§ O QUE FAZER
Consegue extrair do texto sobre os novos partidos e movimentos o excerto exato que começa nas palavras "Iniciativas da sociedade" e termina logo depois de "vias bem próprias."?

Partidos novos estão a aparecer todos os dias, uns obviamente condenados ao insucesso, outros como arranjos e rearranjos espúrios de grupos e formações sem relações consistentes entre si (lembram-se das críticas de Daniel Oliveira a Rui Tavares e ao LIVRE?). Tudo se esquece quando há uma boleia legal tão ingénua como a do LIVRE. Programas vagos, e embalados em personalismos, devaneios e optimismo exagerado por uso de números que ainda ninguém sabe analizar, como os de subscritores de petições ou de “gosto” no Facebook. Repare-se, por exemplo, que o Tempo de Avançar vai com 6700 “gostos” mas só 3700 subscritores, sempre menos do que os 7500 que, no mínimo, são subscritores do LIVRE.
Iniciativas da sociedade civil, movimentos sociais e culturais, associações comunitárias, etc., poderiam ter um papel importante na luta contra a desafecção da política e, em unidade com os partidos e outros corpos sociais, ir desbravando o terreno para uma absolutamente necessária reconversão do sistema político. Não se perca tempo em exaustivas (e muitas vezes incorrectas) comparações com Syriza e Podemos. Até com a Esquerda Unida não temos termos de comparação. Não há situações irrepetíveis (a este nível do processo histórico) e devemos é fazer o nosso caminho, por vias bem próprias.
Também neste domínio o panorama também não é animador. Temos movimentos respeitáveis e dinamizados por pessoas dedicadas, como o Congresso Democrático das Alternativas ou a Iniciativa Cidadã da Dívida. Nem sempre a situação é clara, embora não se conteste a liberdade de pertença simultânea a diferentes movimentos ou a um partido e um ou movimento, desde que as respectivas normas o permitam e que os demais membros saibam. Por exemplo, é flagrante que há relações de sobreposição entre membros destacados do CDA, do manifesto 3D, no Fórum Manifesto e, agora, tudo junto, no Tempo de Avançar. Têm sido feitas acusações de constituição fechada e clubística das direcções desses movimentos, ficando aberto o campo envenenado da suspeita de controlo por partidos. As pessoas são sempre muito desconfiadas em relação a coisas destas. Gato escaldado…
(NOTA – Pela enésima vez, sustentando-me na minha qualidade de inscrito no Congresso Democrático das Alternativas e tendo em conta a confusão que referi atrás, pergunto: quem são os membros do “núcleo duro” de direcção do CDA? Não deveriam prestar contas e serem regularmente renovados, como em qualquer associação? Não deveriam identificar-se como dirigentes do CDA quando se envolvem na criação de um partido?)

§ REGISTOS
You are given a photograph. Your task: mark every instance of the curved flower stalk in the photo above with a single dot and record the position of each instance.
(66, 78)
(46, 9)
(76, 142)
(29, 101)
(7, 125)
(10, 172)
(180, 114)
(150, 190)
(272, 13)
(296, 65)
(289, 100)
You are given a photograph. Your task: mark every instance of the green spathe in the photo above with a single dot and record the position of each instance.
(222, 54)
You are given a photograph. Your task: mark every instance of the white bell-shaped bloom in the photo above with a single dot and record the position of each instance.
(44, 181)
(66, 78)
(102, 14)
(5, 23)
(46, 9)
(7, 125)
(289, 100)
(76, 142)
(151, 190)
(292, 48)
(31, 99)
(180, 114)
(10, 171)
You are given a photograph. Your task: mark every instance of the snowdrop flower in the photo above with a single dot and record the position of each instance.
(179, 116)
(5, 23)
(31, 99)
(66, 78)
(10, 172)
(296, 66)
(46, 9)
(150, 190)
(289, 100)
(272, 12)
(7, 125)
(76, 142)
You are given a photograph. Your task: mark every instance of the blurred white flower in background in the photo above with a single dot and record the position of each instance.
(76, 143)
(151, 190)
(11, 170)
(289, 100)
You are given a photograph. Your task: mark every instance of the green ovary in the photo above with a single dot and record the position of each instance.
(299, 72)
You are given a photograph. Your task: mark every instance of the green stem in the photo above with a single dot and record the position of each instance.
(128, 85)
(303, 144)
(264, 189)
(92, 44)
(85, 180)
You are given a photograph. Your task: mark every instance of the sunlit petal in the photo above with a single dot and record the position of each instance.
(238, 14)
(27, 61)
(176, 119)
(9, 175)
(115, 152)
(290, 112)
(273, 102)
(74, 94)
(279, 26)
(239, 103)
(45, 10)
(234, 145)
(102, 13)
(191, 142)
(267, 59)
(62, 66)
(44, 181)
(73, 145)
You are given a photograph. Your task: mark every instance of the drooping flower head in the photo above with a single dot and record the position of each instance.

§ RESPOSTA AO PROBLEMA
Iniciativas da sociedade civil, movimentos sociais e culturais, associações comunitárias, etc., poderiam ter um papel importante na luta contra a desafecção da política e, em unidade com os partidos e outros corpos sociais, ir desbravando o terreno para uma absolutamente necessária reconversão do sistema político. Não se perca tempo em exaustivas (e muitas vezes incorrectas) comparações com Syriza e Podemos. Até com a Esquerda Unida não temos termos de comparação. Não há situações irrepetíveis (a este nível do processo histórico) e devemos é fazer o nosso caminho, por vias bem próprias.